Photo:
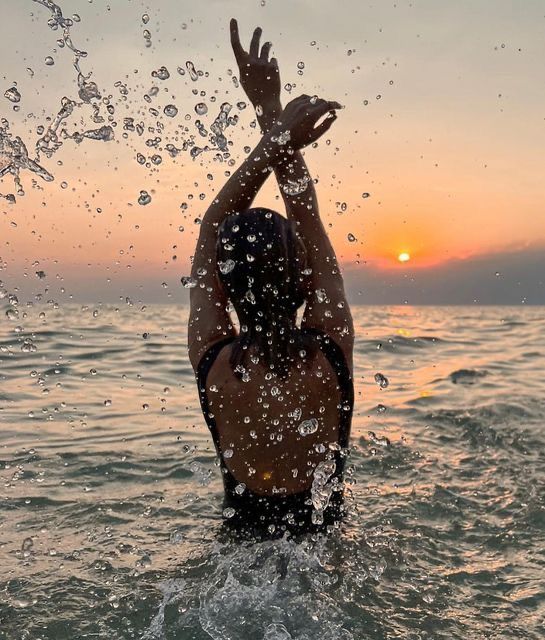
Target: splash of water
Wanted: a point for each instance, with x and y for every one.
(14, 155)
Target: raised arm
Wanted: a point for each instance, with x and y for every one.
(327, 308)
(209, 320)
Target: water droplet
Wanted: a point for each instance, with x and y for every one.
(192, 71)
(227, 266)
(161, 73)
(321, 295)
(381, 380)
(201, 109)
(308, 426)
(144, 198)
(13, 95)
(188, 282)
(171, 110)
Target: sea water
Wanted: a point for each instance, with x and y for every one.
(111, 497)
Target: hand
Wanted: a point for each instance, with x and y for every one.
(296, 126)
(259, 76)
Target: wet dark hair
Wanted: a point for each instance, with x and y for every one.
(260, 260)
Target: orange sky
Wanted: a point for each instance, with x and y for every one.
(451, 154)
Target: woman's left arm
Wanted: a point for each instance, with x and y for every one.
(209, 320)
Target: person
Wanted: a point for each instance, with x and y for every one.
(277, 396)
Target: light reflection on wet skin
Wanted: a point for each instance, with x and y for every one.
(127, 499)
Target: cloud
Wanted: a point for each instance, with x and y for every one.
(512, 277)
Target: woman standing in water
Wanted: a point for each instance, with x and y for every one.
(276, 396)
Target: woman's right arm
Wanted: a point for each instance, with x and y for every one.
(327, 308)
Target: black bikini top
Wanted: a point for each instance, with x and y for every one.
(337, 360)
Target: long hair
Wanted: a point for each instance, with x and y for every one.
(260, 262)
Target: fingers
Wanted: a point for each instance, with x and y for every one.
(254, 44)
(324, 126)
(321, 107)
(265, 49)
(235, 40)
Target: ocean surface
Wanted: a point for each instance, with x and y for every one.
(110, 498)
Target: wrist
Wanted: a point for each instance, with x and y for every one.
(270, 149)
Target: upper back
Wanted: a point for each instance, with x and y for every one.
(273, 432)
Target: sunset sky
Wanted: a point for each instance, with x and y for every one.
(443, 127)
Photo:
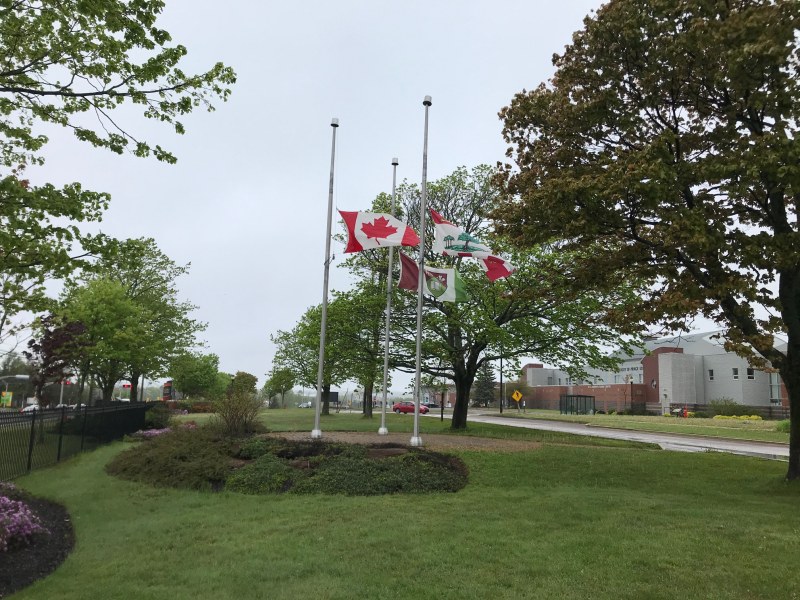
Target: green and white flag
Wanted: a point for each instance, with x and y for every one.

▶ DESCRIPTION OF THE TASK
All lines in the records above with "hair" need to be found and copied.

▶ EXERCISE RESULT
Target: wet dark hair
Target: long hair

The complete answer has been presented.